# Document passage
Biographical sketch



Dr. Schekman was awarded the 2013 Nobel Prize in Physiology or Medicine together with James Rothman and Thomas C. Südhof “for their discoveries of machinery regulating vesicle traffic, a major transport system in our cells”.

Randy Schekman is an American cell biologist at the University of California, Berkeley, and former editor-in-chief of Proceedings of the National Academy of Sciences. He received a BA in Molecular Biology from the University of California, Los Angeles (UCLA), in 1971. He received a PhD in Biochemistry in 1975 from Stanford University.

In 2011, he was announced as the editor of eLife, a new high-profile open-access journal published by the Howard Hughes Medical Institute, the Max Planck Society and the Wellcome Trust launching in 2012. He was elected to the National Academy of Sciences in 1992.

Since 1991, Schekman has been a Howard Hughes Medical Institute Investigator, at the Division of Biochemistry and Molecular Biology, in the Department of Molecular and Cell Biology, at the University of California, Berkeley. The Schekman Lab at that university carries out research into molecular descriptions of the process of membrane assembly and vesicular traffic in eukaryotic cells including yeast.

# Task instructions
Extend the biographical sketch of Randy Schekman, starting after its final sentence. The listing that comes next is separate material and has no connection to the biographical sketch.

# Supplied material
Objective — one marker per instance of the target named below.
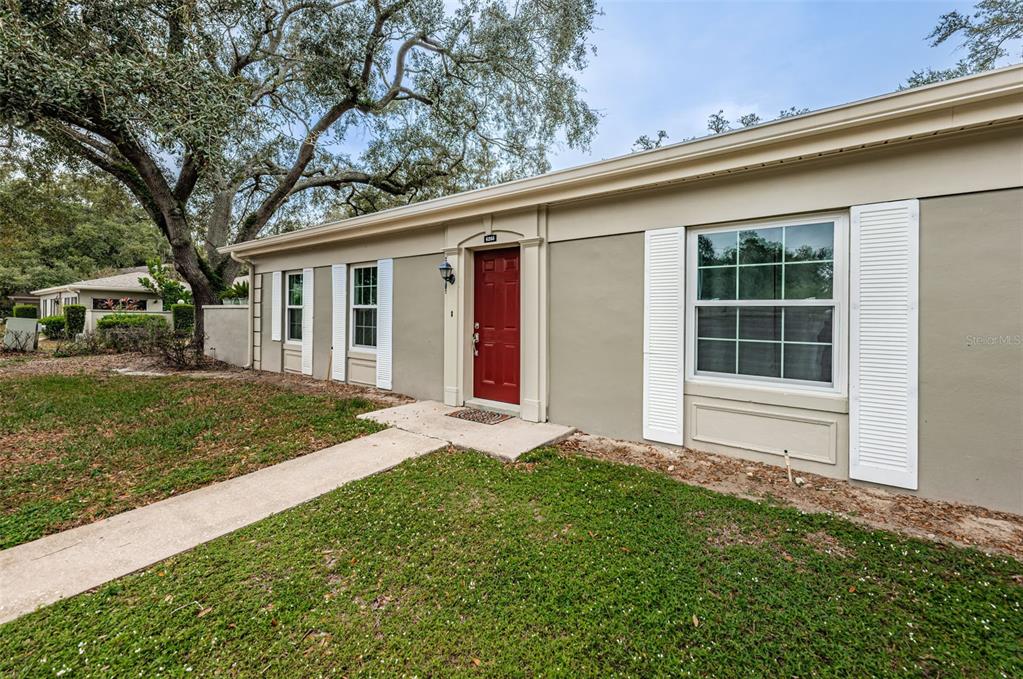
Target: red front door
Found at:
(495, 366)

# Answer box
Among his academic achievements, these are the most important:

  • Nobel Prize in Physiology or Medicine in 2013 together with James Rothman and Thomas C. Südhof.
  • Albert Lasker Award for Basic Medical Research, which he shared with James Rothman in 2002.
  • Eli Lilly Research Award in Microbiology and Immunology in 1987.
  • Lewis S. Rosenstiel Award for Distinguished Work in Basic Medical Research in 1994.
  • Canada Gairdner International Award in 1996.
  • Louisa Gross Horwitz Prize in 2002.